→ **GOAL**: Copy out the entries below, substituting "short description" for every occurrence of "noun phrase" and changing nothing else.

→ **LISTING**:
┌──
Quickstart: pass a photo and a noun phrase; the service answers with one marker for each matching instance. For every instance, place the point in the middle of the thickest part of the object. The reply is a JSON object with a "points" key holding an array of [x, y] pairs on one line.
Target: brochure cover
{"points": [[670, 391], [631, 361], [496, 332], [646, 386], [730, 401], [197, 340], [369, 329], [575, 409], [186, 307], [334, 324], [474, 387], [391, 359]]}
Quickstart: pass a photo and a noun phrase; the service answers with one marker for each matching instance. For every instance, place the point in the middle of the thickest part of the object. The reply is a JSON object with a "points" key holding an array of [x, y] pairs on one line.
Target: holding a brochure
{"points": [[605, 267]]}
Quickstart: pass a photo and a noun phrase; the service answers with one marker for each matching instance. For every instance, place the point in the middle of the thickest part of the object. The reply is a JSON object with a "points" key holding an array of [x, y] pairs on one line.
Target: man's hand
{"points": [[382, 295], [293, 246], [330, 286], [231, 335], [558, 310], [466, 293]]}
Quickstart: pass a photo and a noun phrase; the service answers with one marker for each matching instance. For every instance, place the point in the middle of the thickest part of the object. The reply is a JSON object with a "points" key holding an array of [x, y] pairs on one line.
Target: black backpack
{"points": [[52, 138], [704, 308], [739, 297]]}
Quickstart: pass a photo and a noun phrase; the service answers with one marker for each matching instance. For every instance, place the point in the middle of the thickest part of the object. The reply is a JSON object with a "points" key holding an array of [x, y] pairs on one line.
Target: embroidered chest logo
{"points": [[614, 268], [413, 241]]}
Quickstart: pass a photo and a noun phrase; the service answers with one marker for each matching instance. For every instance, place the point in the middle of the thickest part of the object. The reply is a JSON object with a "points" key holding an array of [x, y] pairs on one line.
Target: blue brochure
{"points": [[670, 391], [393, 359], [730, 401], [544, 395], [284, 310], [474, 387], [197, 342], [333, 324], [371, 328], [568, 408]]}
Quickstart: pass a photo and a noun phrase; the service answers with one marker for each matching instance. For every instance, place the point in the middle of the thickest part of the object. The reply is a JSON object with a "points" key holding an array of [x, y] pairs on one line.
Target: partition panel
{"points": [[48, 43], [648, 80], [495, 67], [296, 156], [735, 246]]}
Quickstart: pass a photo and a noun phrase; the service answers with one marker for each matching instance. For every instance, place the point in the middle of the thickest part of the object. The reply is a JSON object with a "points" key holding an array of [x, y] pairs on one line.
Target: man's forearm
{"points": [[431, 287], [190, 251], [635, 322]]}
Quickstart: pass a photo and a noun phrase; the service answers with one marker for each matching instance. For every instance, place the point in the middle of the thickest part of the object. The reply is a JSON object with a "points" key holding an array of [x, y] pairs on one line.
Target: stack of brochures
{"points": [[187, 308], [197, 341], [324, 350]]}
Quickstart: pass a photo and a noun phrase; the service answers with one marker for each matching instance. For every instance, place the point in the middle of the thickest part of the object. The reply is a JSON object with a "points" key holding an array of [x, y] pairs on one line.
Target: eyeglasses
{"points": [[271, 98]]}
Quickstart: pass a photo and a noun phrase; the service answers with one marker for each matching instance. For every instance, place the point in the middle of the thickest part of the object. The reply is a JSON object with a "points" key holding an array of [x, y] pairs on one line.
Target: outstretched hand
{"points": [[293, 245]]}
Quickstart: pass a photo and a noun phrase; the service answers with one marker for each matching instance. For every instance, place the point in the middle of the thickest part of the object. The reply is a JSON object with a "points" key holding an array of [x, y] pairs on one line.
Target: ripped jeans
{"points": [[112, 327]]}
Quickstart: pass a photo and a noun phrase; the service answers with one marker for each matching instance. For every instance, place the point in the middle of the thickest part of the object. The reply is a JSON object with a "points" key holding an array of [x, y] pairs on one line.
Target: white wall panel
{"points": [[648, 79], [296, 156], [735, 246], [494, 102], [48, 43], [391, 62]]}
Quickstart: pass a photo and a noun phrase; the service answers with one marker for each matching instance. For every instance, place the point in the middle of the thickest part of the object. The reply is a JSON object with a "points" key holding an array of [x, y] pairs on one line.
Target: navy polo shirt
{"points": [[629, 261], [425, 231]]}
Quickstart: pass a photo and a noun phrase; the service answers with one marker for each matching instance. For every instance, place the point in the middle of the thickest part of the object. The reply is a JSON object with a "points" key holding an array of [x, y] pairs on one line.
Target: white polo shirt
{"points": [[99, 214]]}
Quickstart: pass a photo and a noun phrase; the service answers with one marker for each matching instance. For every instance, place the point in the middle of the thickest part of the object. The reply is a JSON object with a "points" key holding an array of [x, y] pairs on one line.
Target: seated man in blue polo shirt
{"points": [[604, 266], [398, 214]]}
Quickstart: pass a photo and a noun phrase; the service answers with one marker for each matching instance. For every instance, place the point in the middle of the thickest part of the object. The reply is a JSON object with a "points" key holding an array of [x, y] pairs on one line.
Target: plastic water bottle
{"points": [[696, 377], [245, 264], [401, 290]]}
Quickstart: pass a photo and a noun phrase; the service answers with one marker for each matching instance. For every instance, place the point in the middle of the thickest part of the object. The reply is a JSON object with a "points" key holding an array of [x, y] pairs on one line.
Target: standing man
└──
→ **WRITTEN RESPONSE**:
Quickstart: pass a photo and a short description; the service answers with one marker for each matching instance. For every instance, place the point in the middle of the thickest part of the object. The reply is a JSON object with a "points" key holding an array of [x, y] pairs on one line.
Target: brochure cover
{"points": [[670, 391], [631, 361], [496, 332], [646, 386], [730, 401], [197, 340], [369, 329], [575, 409], [186, 307], [334, 324], [474, 387], [391, 359]]}
Quickstart: pass a photo and a short description; the service answers with one marker for each matching instance. For every instance, place the point in the middle of the thickest part of the object. The reply is a JSON object with a "points" key holding an array of [x, y] pairs on one line.
Target: holding a brochure
{"points": [[605, 267]]}
Quickstart: pass a photo and a short description; the service answers with one marker for each matching instance. For every instance, place the point in the middle of the thickest part of the object. The reply is a JSON object with a "points" key holding an array of [x, y] pairs on one line.
Target: man's hand
{"points": [[382, 295], [293, 246], [330, 286], [231, 335], [558, 310], [466, 293]]}
Quickstart: pass a photo and a short description; the service answers with one marker for each matching instance. For every instance, place the point in the middle of the thickest part of the object. The reply is a JSON object with a "points" key holding an array of [x, y] pairs on one line.
Target: black backpack
{"points": [[52, 138], [704, 308], [739, 297]]}
Quickstart: pass a photo and a short description; the service answers with one marker for each matching instance. For every instance, place the point in the middle of the thickest part of the object. The reply is a JSON object with a "points" key holding an array of [x, y] pairs on one line.
Target: embroidered chest logo
{"points": [[614, 268], [413, 241]]}
Quickstart: pass a photo and a short description; the service answers with one marker for each matching instance. For every instance, place the point in the middle of the thickest part of the object. The reply is a JSON object with a "points" key holding an array of [x, y] pairs on one line.
Target: blue brochure
{"points": [[670, 391], [393, 359], [730, 401], [544, 395], [284, 310], [474, 387], [197, 342], [333, 324], [371, 328], [568, 408]]}
Quickstart: pass a photo and a short description; the service answers with one marker for each matching instance. For every instance, place the point in the middle of the thickest part of the object. The reply is a JSON object with a "points" key holding an array of [x, y] pairs on one line.
Target: partition panel
{"points": [[48, 43], [648, 80], [495, 67], [296, 156], [735, 246]]}
Quickstart: pass a photo and a short description; the service answers with one marker for each matching instance. For every instance, place the point in the middle of the thickest part of the object. The reply is a JSON object with a "points" key holding an array of [x, y] pairs on one line.
Target: man's forearm
{"points": [[431, 287], [190, 251], [635, 322]]}
Quickstart: pass a photo and a short description; the service answers with one marker for each matching instance. For every instance, place the point in the middle of the thickest part of the object. The reply is a JSON object with a "points" key holding an array of [x, y] pairs on one line.
Target: stack of brochures
{"points": [[187, 308], [197, 341], [324, 350]]}
Quickstart: pass a photo and a short description; the service answers with one marker for each matching instance. For every instance, place the point in the middle of the thickest part of the object. The reply is a JSON object with a "points" key holding an array of [x, y] pairs on one line.
Target: eyeglasses
{"points": [[271, 98]]}
Quickstart: pass a photo and a short description; the service answers with one marker for each matching instance. For every instance, place the point in the middle of the thickest part of the object. The reply is a JSON object with a "points" key holding an array of [x, y] pairs on one line.
Target: outstretched hand
{"points": [[293, 245]]}
Quickstart: pass a photo and a short description; the service answers with one marker for each matching instance. For every instance, place the point in the middle of the thickest part of the object. The reply is a JSON object with a "points" key holding an array of [x, y] pairs on one line.
Target: ripped jeans
{"points": [[112, 327]]}
Quickstart: pass a photo and a short description; the service answers with one marker for each matching instance. For every instance, place the point in the middle of the thickest part of the object. The reply is a JSON object with a "points" key holding an array of [x, y] pairs on one line.
Target: white wall panel
{"points": [[648, 79], [296, 156], [735, 246], [494, 102], [48, 43], [391, 62]]}
Quickstart: pass a photo and a short description; the service answers with one marker for each matching instance. For every instance, place the point in the middle of the thickest part of the object. The reply is a JSON object with a "points" key holding an array of [x, y] pairs on one line.
Target: navy polo shirt
{"points": [[629, 261], [425, 231]]}
Quickstart: pass a photo and a short description; the service answers with one marker for each matching instance. For every instance, place the point in the middle of the thickest part of the object. The reply is a JSON object with a "points" key holding an array of [x, y] pairs on one line.
Target: white polo shirt
{"points": [[99, 214]]}
Quickstart: pass a photo and a short description; the service answers with one marker for each matching instance. For every instance, place the point in the middle of the thickest part of the object. The reply is a JSON object with a "points" key holding an array of [x, y] pairs on one line.
Target: seated man in blue polo shirt
{"points": [[604, 266], [398, 214]]}
Quickstart: pass a photo and a short description; the service answers with one marker for each matching instance. For every instance, place the point in the middle of the thickest part of the object. The reply is a JSON object with a "points" key holding an array of [x, y] pairs on one line.
Target: plastic water bottle
{"points": [[696, 377], [245, 264], [401, 290]]}
Quickstart: pass a photo and a short description; the service answers with one marker for each matching instance. For every instance, place the point in the middle of the thickest part of the object. The reply is a JSON object with a "points" key holding an array of [x, y] pairs on one line.
Target: standing man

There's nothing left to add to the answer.